BEGIN STORED ROWS
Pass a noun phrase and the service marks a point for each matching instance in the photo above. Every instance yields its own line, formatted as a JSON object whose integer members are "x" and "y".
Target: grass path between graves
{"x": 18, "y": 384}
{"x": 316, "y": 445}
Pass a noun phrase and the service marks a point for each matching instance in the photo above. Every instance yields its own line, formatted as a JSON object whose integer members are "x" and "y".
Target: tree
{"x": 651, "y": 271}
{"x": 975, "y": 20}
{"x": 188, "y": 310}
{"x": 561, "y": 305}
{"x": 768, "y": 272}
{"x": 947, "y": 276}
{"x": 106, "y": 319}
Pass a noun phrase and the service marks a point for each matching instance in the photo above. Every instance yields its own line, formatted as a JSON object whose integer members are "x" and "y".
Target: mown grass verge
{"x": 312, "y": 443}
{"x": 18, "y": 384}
END STORED ROWS
▸ **WORK TO COMPLETE**
Please copy every line above character for character.

▸ **WRITTEN REPLY**
Pass a noun phrase and the service marks a point for each matching instance in the photo above. Every instance yields its own line, formatted as a JSON object whose integer members are "x" and "y".
Target: grass path between graves
{"x": 18, "y": 384}
{"x": 316, "y": 445}
Pass a noun phrase and the service marks a point for each matching instance in the photo above. Every instance yields its own line, formatted as a JSON object whose integer members are "x" and "y".
Target: tree
{"x": 651, "y": 271}
{"x": 975, "y": 20}
{"x": 188, "y": 310}
{"x": 561, "y": 305}
{"x": 768, "y": 272}
{"x": 947, "y": 276}
{"x": 106, "y": 319}
Pass a noun phrase and the service marks a point for each matching instance in the photo above. Every instance yields its own line, formatted as a JSON object whose integer members are "x" and "y".
Target: mown grass verge
{"x": 312, "y": 443}
{"x": 18, "y": 384}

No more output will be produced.